Directions> Copy the part of the article on Denisovans that begins with the words "But it is not" and stops after "into Aboriginal people?", swapping every "Neanderthal DNA" for "Neanderthal ancestry".

Source passage>

Extinct humans may have found Australia

DM LONDON - A leading scientist has called for closer scrutiny of ancient migration routes, suggesting an extinct human species called Denisovans first discovered Australia.

DNA from the Siberian cave-dwellers has been found in the Aboriginal descendants of the first settlers on the continent. Although this genetic trace is not a new discovery, one expert believes it shows their presence predates other humans in the area.

He is calling on future scientific work on the Denisovans and their only known home to focus on unravelling this mystery. Professor Richard 'Bert' Roberts, director of the centre for archaeological science at the University of Wollongong, has been working for several years studying the only known home of the Denisovans.

The archaic species lived in Altai Mountains of southern Russia, yet their DNA shows up in populations across southeast Asia.  These traces are far higher in Aboriginal people, as well as the Melanesians of Papua New Guinea, than any other modern-day populations worldwide.

Professor Roberts suggests this indicates a mass movement of Denisovans along this route and into the rest of Australia. He told Gazeta.ru in Russia: 'To me personally the most interesting question is how four per cent of Denisovan' DNA got into the Aboriginal people?

'Look where Australia is, and where Altai is! How is it possible?'

It was essential to 'get to the bottom of what happened regarding human evolution in Altai', he said adding that urged 'meticulous dating of all finds'.

The cave is the only place they have so far been discovered and is some 5,200 miles (8,368 km) from Australia, or 4,958 Miles (7,979 km), which is thought to have been first populated around 65,000 years ago.

By comparison the Trans-Siberian Railway, the longest railway line in the world, is 5,772 miles (9,289 kilometres) long.

Yet Professor Roberts believes it is looking increasingly likely that these ancient species of humanoids somehow made this epic journey deep in pre-history.

Professor Roberts, who is closely involved in dating finds in the Denisovan cave and other ancient Siberian sites, said it could not be ruled out that Denisovans were the first to Australia.

But it is not clear by how many hundreds or even thousands of years this may have been.

'We know that Aboriginal people in Australia contain both Neanderthal DNA, as do you and I, we have Neanderthal DNA, but neither you nor I have Denisovan DNA, which is another group of people actually the home base, as it were, up in Siberia, Denisova Cave in southern Siberia in Russia,' he told the Australian Broadcasting Corporation earlier this year.

'But it's miraculously in Aboriginal people at the present day in much greater quantities than any other people around the world.

'How did it get into Aboriginal people?

'That's still very much a moot point and we're not sure.

'Did Denisovan people themselves make it across Wallace's Line, a big biogeographic boundary separating Asia from Australasia? We don't know.

'These are very much still questions that we want to get a handle on, so who were the first people into Australia?

'We still think it's modern humans but perhaps it might have been Denisovans. It's a question mark still hanging there.'

Professor Chris Stringer, of the Natural History Museum, is less convinced of the length of their journey, and whether they were the first to arrive on Australia.

Speaking to MailOnline, he said: 'We have to bear in mind that the Denisovan people in Denisova Cave were probably at the northern end of a distribution that stretched down through south east Asia.

'So we don't have to envisage 'Denisovans' migrating from Siberia towards Australia.

'it's true that many modern native Australasians have about a four per cent input of 'Denisovan-like' DNA in their genomes.

'But geneticists point out that their Denisovan-like DNA must actually be from a genetically distinct population to the one known from Siberia, one that had perhaps differentiated from the Siberian Denisovans 200,000 years earlier.

Data shown>
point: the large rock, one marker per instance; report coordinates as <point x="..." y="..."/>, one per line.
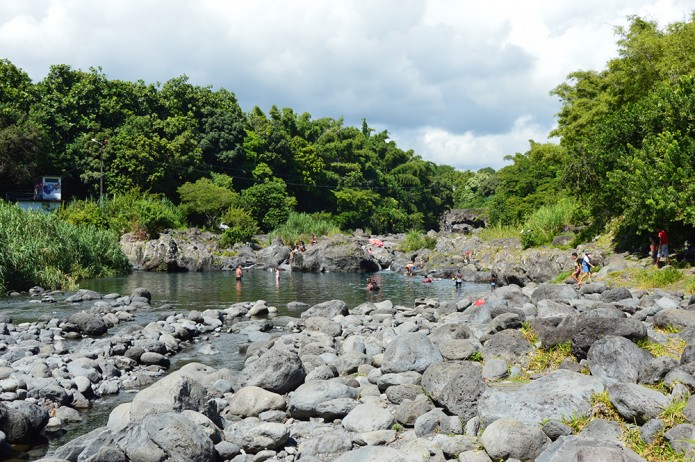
<point x="553" y="292"/>
<point x="21" y="421"/>
<point x="251" y="401"/>
<point x="329" y="309"/>
<point x="373" y="454"/>
<point x="367" y="418"/>
<point x="304" y="402"/>
<point x="89" y="323"/>
<point x="509" y="438"/>
<point x="617" y="359"/>
<point x="275" y="370"/>
<point x="637" y="403"/>
<point x="253" y="436"/>
<point x="681" y="319"/>
<point x="410" y="352"/>
<point x="187" y="388"/>
<point x="455" y="386"/>
<point x="577" y="448"/>
<point x="559" y="393"/>
<point x="589" y="329"/>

Response area>
But it is not clear by how many hundreds or even thousands of years this may have been.

'We know that Aboriginal people in Australia contain both Neanderthal ancestry, as do you and I, we have Neanderthal ancestry, but neither you nor I have Denisovan DNA, which is another group of people actually the home base, as it were, up in Siberia, Denisova Cave in southern Siberia in Russia,' he told the Australian Broadcasting Corporation earlier this year.

'But it's miraculously in Aboriginal people at the present day in much greater quantities than any other people around the world.

'How did it get into Aboriginal people?